## YOUR OBJECTIVE
Copy out all of the data below, changing every "dry grass" to "brown grass" and keeping everything else the same. Leave out the pictures.

## EXTRACTED DATA
****************************************
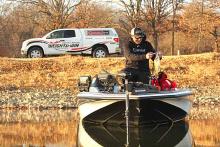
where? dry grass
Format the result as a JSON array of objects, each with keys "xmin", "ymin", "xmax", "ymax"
[
  {"xmin": 0, "ymin": 53, "xmax": 220, "ymax": 92},
  {"xmin": 190, "ymin": 119, "xmax": 220, "ymax": 147}
]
****************************************
## FINISHED TASK
where? brown grass
Format the result as a JSON array of objects, each with keys "xmin", "ymin", "xmax", "ymax"
[
  {"xmin": 0, "ymin": 53, "xmax": 220, "ymax": 92},
  {"xmin": 190, "ymin": 119, "xmax": 220, "ymax": 147}
]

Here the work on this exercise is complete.